BEGIN Supplied data

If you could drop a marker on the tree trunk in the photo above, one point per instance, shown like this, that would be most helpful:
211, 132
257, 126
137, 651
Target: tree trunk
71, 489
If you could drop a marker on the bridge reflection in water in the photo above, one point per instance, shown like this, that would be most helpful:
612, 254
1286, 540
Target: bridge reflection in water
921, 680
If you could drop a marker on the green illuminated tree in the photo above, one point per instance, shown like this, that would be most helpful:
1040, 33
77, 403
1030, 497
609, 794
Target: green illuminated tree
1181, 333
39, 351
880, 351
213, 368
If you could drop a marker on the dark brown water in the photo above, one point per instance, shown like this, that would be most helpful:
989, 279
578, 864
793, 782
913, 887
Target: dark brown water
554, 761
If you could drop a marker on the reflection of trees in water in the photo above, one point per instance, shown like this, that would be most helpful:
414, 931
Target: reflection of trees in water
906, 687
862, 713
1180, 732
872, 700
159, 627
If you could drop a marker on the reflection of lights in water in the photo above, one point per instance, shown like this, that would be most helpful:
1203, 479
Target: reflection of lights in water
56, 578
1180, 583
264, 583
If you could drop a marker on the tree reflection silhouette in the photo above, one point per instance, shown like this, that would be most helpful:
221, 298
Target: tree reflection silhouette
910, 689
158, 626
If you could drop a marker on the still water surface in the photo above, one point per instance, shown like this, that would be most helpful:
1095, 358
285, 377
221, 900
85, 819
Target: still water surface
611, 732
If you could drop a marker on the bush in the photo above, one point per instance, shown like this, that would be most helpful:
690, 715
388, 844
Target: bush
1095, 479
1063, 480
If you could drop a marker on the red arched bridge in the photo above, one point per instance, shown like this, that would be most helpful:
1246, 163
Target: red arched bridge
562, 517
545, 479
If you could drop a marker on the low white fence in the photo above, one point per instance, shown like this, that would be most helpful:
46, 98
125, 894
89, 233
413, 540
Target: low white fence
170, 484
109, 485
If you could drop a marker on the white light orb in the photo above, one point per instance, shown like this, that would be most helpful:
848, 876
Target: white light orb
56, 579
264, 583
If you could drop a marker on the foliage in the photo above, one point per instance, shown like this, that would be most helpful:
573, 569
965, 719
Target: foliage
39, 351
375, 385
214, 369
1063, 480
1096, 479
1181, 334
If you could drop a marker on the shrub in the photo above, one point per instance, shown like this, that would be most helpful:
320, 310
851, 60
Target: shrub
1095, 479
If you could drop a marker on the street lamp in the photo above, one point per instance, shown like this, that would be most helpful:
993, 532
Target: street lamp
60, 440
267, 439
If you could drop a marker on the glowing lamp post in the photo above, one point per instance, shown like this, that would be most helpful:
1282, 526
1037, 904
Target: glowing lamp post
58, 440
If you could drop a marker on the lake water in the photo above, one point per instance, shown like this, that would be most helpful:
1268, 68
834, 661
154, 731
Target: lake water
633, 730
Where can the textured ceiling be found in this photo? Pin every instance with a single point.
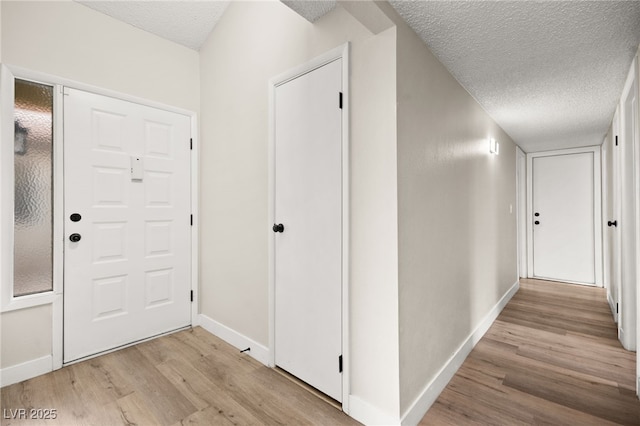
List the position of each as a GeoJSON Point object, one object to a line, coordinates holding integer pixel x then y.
{"type": "Point", "coordinates": [311, 10]}
{"type": "Point", "coordinates": [186, 22]}
{"type": "Point", "coordinates": [549, 72]}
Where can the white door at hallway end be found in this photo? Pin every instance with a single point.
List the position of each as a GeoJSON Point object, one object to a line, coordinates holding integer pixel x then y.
{"type": "Point", "coordinates": [308, 228]}
{"type": "Point", "coordinates": [563, 219]}
{"type": "Point", "coordinates": [127, 223]}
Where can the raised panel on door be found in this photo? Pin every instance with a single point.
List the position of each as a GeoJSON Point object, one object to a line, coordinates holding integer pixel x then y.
{"type": "Point", "coordinates": [563, 218]}
{"type": "Point", "coordinates": [127, 174]}
{"type": "Point", "coordinates": [308, 203]}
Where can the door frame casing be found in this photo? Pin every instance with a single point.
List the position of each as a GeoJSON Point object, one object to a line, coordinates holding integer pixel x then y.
{"type": "Point", "coordinates": [597, 206]}
{"type": "Point", "coordinates": [628, 191]}
{"type": "Point", "coordinates": [521, 210]}
{"type": "Point", "coordinates": [341, 52]}
{"type": "Point", "coordinates": [56, 297]}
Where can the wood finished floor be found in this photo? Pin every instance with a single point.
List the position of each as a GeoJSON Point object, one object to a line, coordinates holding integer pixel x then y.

END Supplied data

# Problem to work on
Above are some records; copy each line there that contains "door".

# Answer section
Where can the white door at hallway end be found in this photo? Pin every instance with a single point.
Where can the raised panel on door be found in this photo? Pin every instance with a single point.
Where can the door frame casing be found in this photo? Pin every instance with a single point.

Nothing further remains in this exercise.